本文主要研究默认选择率,为什么要有默认选择率,因为没有存储计算对应条件选择率需要的数据,所以只能用默认的。
在oracle里,如果sql里的表无法获得需要的信息来计算选择率,可能就会使用默认选择率,常发生在以下几种情况下:
1)表有统计信息,列未收集统计信息,无法使用动态采样
2)表有统计信息,但是使用绑定变量,绑定变量无peeking
3) 表有统计信息,但是对列使用了函数等复杂条件,无法准确估算对应条件的选择率
针对1),就是更新统计信息,补全没有收集或不准的统计信息。
针对第二种情况,为了避免修改_optim_peek_user_binds参数造成的全局影响,可以针对单个sql开启_optim_peek_user_binds,使用sql profile绑定。
针对第三种情况,因为复杂条件无法计算准确选择率,利用使用扩展列统计信息、高级别动态采样、cardinality/opt_esimate hints、
sql profile等绑定执行计划。
1.oracle cbo 默认选择率
本节主要分析什么时候cbo使用默认选择率,各种场景下的默认选择率。
建表语句如下:
-
drop table sel_test;
-
create table sel_test as select * from dba_objects;
-
create index idx_sel_test on sel_test(object_name);
因为ctas会自动收集统计信息,这里不需要再收集(需要直方图的要收集)。

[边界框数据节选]
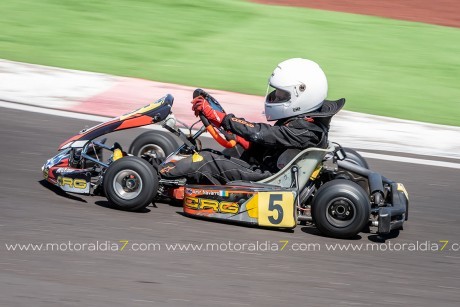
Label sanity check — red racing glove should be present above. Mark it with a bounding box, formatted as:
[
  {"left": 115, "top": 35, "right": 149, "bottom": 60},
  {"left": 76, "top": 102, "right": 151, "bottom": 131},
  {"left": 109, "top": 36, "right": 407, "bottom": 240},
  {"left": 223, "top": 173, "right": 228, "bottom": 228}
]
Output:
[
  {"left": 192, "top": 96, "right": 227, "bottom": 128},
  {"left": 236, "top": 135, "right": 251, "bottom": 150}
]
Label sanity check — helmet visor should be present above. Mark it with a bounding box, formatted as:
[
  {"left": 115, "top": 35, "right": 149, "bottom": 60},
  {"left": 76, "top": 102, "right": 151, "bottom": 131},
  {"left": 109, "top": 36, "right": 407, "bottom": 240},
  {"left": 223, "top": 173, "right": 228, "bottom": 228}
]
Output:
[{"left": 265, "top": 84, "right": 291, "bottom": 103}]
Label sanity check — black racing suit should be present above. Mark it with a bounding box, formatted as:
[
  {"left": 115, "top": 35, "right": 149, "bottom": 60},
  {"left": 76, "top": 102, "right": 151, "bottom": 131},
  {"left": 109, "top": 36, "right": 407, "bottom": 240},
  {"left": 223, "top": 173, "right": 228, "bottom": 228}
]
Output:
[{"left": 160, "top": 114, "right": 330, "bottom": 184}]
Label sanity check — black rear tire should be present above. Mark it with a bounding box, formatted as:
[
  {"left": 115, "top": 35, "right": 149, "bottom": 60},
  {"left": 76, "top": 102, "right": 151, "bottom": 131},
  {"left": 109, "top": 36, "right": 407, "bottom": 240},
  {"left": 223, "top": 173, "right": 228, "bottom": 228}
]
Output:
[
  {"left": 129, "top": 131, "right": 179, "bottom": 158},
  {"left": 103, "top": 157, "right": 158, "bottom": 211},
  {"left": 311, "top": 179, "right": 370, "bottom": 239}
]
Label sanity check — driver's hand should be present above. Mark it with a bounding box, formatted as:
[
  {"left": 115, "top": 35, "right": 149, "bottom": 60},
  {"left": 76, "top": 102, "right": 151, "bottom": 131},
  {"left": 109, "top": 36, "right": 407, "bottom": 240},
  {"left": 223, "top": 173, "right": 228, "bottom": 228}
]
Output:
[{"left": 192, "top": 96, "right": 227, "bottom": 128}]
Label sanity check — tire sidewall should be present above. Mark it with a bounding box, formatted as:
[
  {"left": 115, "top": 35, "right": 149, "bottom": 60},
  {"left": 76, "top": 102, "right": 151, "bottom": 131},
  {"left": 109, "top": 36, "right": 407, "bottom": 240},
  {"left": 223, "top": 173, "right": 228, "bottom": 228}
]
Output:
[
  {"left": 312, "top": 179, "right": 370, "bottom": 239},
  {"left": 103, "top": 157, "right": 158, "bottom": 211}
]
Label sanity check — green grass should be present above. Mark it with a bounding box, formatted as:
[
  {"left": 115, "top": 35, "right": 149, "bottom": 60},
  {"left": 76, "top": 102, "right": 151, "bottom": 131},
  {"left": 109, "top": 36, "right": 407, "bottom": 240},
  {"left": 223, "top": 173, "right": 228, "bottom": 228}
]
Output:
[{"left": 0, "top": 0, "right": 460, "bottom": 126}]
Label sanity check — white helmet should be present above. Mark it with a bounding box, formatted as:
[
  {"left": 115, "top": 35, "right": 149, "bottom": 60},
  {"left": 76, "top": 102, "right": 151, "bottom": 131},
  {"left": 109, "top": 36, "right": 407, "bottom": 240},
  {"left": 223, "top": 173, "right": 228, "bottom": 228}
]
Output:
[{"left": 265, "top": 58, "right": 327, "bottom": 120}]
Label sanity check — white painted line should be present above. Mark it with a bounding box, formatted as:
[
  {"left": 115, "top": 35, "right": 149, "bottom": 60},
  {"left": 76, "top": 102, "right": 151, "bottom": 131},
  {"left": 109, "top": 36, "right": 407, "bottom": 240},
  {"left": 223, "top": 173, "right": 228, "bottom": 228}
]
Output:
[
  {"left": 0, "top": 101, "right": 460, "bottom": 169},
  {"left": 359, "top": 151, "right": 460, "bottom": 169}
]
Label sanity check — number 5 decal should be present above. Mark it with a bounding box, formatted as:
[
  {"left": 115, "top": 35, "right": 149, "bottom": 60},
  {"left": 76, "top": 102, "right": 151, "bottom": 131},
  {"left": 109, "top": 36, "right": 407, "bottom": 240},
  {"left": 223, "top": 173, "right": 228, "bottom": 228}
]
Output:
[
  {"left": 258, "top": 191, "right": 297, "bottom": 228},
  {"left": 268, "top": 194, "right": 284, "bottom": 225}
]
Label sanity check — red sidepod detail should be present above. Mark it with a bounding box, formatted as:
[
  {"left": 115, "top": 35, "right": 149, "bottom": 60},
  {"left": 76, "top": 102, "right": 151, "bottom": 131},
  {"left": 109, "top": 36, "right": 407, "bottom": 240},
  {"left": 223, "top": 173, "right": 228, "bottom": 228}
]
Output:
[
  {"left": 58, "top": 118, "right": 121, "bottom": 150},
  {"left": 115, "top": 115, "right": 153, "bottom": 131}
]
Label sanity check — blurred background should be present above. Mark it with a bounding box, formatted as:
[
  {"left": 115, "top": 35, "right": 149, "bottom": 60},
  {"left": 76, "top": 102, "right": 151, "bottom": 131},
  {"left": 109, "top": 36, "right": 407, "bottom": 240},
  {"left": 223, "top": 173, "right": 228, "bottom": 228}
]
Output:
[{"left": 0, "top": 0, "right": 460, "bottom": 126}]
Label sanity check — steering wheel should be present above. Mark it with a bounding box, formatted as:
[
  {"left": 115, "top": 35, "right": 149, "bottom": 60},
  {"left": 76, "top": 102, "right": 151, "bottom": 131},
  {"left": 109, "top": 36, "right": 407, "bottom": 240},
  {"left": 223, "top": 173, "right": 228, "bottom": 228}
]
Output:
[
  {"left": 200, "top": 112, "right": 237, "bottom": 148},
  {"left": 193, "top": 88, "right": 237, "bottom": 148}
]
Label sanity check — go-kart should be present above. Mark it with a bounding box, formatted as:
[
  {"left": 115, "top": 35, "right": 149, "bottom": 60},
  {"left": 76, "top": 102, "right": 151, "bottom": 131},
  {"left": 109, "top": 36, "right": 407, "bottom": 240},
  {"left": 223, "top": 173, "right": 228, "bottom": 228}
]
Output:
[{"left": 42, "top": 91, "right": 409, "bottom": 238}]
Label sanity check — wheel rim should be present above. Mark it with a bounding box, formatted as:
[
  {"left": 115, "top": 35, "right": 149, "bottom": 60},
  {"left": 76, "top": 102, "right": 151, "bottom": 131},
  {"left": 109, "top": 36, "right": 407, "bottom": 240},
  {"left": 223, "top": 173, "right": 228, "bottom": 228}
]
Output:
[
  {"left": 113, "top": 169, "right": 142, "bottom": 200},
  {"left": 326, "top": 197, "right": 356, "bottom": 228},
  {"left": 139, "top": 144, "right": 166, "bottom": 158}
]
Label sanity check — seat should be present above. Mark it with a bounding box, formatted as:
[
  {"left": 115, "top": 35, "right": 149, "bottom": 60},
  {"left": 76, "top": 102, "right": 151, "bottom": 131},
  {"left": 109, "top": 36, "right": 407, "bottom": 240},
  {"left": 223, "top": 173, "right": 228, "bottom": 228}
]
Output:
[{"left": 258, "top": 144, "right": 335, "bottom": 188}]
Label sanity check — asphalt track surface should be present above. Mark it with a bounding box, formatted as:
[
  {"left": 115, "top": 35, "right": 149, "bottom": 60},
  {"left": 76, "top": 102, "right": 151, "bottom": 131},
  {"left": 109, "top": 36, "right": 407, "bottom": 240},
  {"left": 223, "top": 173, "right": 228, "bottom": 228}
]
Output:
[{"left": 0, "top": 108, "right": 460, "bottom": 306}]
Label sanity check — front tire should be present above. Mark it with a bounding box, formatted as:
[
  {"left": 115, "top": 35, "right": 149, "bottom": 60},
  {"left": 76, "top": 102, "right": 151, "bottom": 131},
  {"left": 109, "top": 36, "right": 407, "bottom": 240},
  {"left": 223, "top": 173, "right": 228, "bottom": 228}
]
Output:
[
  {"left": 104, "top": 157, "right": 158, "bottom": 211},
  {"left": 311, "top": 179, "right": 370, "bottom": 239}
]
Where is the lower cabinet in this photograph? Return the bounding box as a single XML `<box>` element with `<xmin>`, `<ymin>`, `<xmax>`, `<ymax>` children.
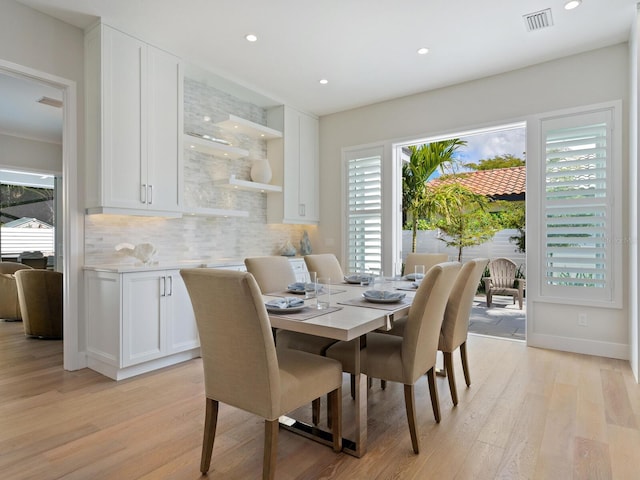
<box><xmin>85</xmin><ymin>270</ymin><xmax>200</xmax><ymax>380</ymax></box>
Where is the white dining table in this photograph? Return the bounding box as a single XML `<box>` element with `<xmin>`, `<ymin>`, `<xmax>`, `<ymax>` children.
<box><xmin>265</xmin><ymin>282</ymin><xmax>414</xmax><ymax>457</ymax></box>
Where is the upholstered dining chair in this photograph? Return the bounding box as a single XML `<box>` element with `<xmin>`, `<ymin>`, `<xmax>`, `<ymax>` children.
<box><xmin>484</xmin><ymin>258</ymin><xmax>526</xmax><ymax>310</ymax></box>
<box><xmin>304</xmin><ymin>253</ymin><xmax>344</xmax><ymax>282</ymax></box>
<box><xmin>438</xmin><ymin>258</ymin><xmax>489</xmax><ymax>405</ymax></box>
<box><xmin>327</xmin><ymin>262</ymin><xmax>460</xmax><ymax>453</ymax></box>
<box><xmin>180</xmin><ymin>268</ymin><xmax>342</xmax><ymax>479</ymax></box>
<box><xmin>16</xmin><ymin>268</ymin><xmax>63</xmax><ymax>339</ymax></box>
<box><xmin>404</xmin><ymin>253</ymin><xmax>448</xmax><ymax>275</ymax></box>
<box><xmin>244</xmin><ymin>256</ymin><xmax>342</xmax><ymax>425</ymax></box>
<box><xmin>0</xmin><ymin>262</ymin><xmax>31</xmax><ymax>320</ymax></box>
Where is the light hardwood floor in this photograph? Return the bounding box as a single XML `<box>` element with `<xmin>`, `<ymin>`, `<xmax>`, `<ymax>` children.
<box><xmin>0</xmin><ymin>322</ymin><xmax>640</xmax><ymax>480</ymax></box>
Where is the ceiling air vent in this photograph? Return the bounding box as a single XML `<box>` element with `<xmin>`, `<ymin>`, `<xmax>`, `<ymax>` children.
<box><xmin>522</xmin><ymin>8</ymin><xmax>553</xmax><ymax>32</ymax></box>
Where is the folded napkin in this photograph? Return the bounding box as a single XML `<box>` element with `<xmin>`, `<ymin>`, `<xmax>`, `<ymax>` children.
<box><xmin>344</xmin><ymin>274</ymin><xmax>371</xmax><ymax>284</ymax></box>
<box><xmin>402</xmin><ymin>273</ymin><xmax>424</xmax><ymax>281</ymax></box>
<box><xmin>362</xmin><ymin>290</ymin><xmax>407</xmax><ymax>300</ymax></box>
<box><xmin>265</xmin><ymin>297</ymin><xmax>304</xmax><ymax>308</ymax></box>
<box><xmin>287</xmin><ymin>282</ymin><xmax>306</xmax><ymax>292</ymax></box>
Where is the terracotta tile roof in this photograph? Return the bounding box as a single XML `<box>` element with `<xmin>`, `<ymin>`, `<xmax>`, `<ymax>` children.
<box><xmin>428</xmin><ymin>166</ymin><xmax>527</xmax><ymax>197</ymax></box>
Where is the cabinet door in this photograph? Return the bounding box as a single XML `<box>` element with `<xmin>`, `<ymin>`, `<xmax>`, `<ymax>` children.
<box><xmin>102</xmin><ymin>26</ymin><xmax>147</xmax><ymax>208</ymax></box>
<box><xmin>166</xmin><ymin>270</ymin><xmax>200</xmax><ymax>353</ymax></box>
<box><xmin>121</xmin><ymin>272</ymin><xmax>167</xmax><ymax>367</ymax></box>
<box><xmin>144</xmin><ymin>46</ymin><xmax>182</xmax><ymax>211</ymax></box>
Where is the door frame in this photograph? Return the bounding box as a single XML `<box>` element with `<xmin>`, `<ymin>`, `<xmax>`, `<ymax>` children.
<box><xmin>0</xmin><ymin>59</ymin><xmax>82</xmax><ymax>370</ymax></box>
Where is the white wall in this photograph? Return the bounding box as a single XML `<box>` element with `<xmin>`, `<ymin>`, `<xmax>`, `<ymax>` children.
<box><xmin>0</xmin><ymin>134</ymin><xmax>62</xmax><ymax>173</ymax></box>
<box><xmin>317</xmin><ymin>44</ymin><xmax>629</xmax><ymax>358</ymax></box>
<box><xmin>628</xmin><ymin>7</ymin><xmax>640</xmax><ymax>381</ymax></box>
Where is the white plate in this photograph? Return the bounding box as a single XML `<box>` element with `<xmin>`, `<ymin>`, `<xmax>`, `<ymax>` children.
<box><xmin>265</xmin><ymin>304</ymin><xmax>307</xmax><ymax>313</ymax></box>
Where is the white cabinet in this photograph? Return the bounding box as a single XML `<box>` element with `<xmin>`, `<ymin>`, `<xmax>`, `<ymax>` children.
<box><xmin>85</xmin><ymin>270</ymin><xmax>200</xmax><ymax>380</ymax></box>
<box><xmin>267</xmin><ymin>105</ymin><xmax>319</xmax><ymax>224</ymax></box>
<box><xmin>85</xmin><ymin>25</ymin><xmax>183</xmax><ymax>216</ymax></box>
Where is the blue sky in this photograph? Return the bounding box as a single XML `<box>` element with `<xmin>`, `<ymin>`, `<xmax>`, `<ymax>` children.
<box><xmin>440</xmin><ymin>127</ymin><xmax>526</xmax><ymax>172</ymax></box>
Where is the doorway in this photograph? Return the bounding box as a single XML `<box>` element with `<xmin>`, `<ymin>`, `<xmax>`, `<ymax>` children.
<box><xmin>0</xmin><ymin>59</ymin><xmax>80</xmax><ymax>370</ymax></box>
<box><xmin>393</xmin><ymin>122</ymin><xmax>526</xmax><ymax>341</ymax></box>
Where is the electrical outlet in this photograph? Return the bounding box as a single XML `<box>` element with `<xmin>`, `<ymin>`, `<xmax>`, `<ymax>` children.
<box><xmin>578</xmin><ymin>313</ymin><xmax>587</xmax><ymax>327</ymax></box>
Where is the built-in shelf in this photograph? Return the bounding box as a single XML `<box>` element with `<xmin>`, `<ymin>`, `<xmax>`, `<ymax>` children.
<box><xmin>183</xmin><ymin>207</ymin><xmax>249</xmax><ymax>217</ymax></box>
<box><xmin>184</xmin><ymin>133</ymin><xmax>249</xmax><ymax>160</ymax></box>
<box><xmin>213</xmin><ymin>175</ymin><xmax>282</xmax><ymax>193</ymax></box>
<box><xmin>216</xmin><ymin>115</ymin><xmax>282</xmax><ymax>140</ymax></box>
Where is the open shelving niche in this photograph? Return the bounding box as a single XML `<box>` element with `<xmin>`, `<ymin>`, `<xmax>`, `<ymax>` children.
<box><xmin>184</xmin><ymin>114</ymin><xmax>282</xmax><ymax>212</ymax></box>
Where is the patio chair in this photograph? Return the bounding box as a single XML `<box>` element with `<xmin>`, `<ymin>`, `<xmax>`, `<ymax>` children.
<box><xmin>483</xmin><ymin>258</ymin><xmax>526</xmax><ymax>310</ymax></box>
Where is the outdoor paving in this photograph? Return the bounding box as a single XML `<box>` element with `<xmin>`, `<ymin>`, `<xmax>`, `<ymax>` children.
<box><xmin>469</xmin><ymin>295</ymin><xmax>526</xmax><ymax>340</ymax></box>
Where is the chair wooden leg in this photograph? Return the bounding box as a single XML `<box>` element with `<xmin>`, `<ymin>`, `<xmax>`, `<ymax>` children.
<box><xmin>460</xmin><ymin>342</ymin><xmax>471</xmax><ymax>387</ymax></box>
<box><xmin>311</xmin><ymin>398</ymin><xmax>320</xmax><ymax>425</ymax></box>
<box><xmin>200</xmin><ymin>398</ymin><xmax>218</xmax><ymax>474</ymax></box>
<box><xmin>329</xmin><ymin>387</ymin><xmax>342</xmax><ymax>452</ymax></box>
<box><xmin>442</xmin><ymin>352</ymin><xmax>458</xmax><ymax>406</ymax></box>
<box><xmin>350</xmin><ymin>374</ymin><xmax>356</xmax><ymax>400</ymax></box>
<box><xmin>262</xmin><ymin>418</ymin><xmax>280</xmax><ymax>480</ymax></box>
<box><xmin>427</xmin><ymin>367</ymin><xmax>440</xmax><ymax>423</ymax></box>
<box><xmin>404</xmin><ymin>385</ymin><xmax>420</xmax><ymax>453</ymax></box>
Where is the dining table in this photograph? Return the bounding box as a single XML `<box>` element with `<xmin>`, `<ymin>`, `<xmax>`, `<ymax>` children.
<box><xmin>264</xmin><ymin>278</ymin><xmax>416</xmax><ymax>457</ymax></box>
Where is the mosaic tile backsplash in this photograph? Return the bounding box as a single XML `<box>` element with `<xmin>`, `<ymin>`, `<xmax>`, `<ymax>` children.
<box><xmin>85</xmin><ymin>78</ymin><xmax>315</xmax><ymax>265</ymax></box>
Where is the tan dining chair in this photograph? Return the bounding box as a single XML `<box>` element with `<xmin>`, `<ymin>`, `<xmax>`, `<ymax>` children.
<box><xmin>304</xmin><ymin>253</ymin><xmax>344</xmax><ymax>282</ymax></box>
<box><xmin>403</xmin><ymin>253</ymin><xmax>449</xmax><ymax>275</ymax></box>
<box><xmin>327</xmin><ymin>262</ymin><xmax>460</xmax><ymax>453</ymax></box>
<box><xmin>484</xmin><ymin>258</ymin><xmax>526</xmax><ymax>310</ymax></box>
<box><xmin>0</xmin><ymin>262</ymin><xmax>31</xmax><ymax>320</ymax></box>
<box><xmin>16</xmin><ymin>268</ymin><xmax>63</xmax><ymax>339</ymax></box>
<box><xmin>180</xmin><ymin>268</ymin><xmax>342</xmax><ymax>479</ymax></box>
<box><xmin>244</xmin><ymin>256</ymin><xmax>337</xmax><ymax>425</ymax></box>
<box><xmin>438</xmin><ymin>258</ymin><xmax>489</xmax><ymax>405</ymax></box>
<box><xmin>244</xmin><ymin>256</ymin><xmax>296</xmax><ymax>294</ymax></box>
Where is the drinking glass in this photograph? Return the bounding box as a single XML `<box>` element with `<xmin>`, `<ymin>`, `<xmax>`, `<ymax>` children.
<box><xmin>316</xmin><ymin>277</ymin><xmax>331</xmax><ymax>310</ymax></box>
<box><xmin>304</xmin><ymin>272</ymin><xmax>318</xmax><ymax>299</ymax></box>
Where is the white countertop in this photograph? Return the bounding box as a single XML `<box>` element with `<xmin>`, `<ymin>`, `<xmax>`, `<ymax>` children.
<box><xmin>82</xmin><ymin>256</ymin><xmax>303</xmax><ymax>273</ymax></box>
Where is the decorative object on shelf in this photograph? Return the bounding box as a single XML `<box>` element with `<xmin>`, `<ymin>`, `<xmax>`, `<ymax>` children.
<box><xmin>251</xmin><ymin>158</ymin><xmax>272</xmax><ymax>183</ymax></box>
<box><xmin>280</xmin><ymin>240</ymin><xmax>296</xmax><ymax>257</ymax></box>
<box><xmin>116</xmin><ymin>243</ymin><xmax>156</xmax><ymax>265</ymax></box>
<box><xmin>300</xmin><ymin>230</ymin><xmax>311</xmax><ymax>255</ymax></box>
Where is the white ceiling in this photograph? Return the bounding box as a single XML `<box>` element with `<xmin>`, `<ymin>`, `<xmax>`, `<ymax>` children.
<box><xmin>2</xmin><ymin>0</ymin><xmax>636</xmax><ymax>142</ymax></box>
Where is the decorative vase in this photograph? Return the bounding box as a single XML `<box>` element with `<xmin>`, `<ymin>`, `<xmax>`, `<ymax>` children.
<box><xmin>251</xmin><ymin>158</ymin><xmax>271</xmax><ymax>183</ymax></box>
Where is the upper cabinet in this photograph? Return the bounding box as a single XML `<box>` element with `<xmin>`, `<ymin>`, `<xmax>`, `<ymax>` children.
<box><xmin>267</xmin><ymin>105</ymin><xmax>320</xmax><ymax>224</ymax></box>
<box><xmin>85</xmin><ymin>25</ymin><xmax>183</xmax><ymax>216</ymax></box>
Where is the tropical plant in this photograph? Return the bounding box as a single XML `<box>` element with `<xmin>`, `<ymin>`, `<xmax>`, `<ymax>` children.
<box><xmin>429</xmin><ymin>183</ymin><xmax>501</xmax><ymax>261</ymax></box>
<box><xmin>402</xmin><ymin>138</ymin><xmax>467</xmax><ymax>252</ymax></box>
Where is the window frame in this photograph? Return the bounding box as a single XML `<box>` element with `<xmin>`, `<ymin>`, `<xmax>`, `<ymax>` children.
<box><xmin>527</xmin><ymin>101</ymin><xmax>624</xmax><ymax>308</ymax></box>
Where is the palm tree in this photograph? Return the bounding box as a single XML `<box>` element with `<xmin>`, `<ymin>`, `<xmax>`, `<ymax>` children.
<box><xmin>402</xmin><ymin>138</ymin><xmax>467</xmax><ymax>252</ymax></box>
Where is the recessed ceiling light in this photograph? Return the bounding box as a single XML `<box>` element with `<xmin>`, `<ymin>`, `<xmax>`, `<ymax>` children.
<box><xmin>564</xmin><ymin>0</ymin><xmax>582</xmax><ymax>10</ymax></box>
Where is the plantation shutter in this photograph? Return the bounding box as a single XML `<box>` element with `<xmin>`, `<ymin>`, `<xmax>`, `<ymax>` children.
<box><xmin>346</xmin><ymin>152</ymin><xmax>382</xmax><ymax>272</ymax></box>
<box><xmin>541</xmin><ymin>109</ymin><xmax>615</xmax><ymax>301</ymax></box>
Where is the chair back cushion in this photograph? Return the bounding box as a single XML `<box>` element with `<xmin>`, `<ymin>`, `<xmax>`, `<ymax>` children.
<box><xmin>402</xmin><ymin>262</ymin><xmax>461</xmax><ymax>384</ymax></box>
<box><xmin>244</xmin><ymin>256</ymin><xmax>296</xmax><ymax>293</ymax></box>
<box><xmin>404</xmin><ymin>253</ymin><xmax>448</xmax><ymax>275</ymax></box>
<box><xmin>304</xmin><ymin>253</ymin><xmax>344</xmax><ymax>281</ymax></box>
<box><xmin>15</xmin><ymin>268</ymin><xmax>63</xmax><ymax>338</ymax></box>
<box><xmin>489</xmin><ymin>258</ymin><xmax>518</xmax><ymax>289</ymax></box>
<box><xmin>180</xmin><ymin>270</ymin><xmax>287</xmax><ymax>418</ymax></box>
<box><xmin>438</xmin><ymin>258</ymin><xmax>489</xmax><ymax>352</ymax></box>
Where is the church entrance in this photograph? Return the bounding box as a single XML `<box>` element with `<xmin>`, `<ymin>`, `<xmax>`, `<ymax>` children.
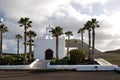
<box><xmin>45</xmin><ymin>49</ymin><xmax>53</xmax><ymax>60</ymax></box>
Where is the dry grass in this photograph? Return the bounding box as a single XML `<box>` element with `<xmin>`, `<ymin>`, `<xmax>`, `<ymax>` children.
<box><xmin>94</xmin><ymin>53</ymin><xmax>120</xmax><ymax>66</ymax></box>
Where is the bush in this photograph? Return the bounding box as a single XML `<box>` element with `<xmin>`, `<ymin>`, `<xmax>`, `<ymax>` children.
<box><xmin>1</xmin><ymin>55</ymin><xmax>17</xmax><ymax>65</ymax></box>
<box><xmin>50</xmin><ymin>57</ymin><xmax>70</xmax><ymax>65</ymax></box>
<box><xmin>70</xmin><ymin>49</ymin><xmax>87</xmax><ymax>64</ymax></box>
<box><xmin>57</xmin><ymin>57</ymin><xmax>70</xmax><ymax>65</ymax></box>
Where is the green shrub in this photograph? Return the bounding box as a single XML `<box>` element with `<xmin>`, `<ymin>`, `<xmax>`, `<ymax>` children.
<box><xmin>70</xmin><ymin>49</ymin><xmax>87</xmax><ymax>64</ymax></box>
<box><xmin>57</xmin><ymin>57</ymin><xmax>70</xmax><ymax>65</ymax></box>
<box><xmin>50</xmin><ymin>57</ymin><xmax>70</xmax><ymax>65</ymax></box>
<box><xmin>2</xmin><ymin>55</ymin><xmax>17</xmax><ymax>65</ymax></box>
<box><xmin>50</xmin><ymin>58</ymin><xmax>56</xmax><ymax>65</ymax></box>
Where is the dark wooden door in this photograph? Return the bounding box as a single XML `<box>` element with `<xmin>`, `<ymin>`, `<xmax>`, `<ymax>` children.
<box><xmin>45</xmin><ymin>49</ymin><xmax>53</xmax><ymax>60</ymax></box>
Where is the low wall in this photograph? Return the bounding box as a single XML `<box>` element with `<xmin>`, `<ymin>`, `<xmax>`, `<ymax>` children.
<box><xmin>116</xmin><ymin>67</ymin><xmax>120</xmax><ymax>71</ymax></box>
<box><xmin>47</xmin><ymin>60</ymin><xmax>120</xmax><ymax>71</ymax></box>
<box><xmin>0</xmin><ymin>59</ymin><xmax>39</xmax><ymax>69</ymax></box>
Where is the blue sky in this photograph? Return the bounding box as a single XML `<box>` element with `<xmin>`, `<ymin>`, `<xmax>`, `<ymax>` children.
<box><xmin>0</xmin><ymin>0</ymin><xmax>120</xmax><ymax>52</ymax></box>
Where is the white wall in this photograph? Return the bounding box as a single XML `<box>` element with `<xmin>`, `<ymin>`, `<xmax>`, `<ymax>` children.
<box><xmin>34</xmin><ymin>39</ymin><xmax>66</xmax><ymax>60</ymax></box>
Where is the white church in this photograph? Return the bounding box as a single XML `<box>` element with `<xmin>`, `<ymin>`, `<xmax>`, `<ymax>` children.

**任务要求:**
• 1. 请根据上文关于Oracle默认选择率的文本，回答以下问题：
(a) 针对第二种情况，为避免全局影响，文中建议针对单个sql开启哪个参数？
(b) 建表语句中创建的索引叫什么名字，建在哪一列上？
(c) 文中说明建表后无需再收集统计信息，原因是什么？
• 2. 请从最后一句之后续写上文关于Oracle默认选择率的文本。

**参考答案:**
• 1.
(a) _optim_peek_user_binds，并使用sql profile绑定。
(b) 索引名为idx_sel_test，建在sel_test表的object_name列上。
(c) 因为ctas会自动收集统计信息，但需要直方图的仍要收集。

• 2.
统计信息如下:
-
select num_rows,sample_size,last_analyzed
-
from dba_tables where table_name='sel_test';
-
num_rows sample_size last_analyze
-
---------- ----------- ------------
-
72800 72800 15-may-24
-
-
select column_name,num_distinct,num_nulls,density,histogram
-
from dba_tab_col_statistics
-
where table_name='sel_test';
-
column_name num_distinct num_nulls density histogram
-
-------------------- ------------ ---------- ---------- ------------------------------
-
temporary 2 0 .5 none
-
generated 2 0 .5 none
-
secondary 1 0 1 none
-
namespace 21 2 .047619048 none
-
edition_name 0 72800 0 none
-
sharing 4 0 .25 none
-
editionable 2 47685 .5 none
-
oracle_maintained 2 0 .5 none
-
application 1 0 1 none
-
default_collation 1 58503 1 none
-
duplicated 1 0 1 none
-
sharded 1 0 1 none
-
created_appid 0 72800 0 none
-
created_vsnid 0 72800 0 none
-
modified_appid 0 72800 0 none
-
modified_vsnid 0 72800 0 none
-
owner 27 0 .037037037 none
-
object_name 60896 0 .000016421 none
-
subobject_name 564 71801 .00177305 none
-
object_id 72798 2 .000013737 none
-
data_object_id 6252 66511 .000159949 none
-
object_type 45 0 .022222222 none
-
created 1479 0 .000676133 none
-
last_ddl_time 1634 2 .000611995 none
-
timestamp 1640 2 .000609756 none
-
status 1 0 1 none
注意点:
对于计算null数目影响的:
adjust_sel=(num_rows-num_nulls)/num_rows
其中走索引选择率ix_sel,索引过滤选择率ix_sel_with_filters,
回表选择率如果没有额外过滤条件就是ix_sel_with_filters,有额外条件还要加上额外条件选择率*condition_filters
对于列有统计信息的,选择率=默认选择率*adjust_sel, adjust_sel=(num_rows-num_nulls)/num_rows,
如果绑定变量等无具体值的、使用函数等,可能使用默认选择率。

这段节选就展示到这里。